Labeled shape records
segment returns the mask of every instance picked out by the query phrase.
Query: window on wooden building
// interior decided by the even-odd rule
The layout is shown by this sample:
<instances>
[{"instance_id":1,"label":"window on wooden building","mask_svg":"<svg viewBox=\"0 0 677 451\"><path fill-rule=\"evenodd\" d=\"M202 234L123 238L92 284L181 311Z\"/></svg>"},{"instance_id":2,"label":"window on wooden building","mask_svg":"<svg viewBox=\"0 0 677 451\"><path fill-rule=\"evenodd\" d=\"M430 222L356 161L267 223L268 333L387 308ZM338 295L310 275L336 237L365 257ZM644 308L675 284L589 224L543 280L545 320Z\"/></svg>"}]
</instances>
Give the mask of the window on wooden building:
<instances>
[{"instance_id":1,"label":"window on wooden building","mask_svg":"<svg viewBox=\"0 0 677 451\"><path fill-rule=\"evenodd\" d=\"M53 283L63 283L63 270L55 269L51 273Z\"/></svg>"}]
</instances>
* * *
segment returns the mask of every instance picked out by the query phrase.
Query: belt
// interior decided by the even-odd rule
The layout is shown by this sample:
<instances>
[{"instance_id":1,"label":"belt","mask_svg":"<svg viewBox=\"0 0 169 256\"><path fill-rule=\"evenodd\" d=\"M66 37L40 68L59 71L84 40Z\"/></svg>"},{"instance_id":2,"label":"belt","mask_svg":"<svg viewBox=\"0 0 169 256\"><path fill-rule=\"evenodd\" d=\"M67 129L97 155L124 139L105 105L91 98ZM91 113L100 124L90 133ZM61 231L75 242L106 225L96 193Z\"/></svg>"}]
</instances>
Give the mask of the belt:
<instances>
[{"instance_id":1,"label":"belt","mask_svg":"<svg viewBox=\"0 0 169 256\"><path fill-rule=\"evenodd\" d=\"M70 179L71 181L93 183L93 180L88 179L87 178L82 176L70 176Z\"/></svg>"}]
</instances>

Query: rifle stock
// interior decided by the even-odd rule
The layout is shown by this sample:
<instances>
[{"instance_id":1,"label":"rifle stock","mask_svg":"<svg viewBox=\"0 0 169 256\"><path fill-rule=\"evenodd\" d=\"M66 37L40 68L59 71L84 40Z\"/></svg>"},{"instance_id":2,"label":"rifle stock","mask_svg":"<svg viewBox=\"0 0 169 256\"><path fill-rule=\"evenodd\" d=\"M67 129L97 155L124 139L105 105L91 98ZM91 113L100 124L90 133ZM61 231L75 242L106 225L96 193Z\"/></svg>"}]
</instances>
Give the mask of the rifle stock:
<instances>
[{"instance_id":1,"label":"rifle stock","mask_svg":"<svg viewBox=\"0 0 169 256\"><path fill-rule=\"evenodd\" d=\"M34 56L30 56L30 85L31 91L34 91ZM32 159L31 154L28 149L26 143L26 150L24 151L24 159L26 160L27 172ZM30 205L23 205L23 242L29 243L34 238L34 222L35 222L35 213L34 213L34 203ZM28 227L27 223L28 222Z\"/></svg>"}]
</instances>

WHAT THIS TASK INVOLVES:
Report how many lines in the records above contain the string "stock", giving only the number.

SOLUTION TO THE PROBLEM:
4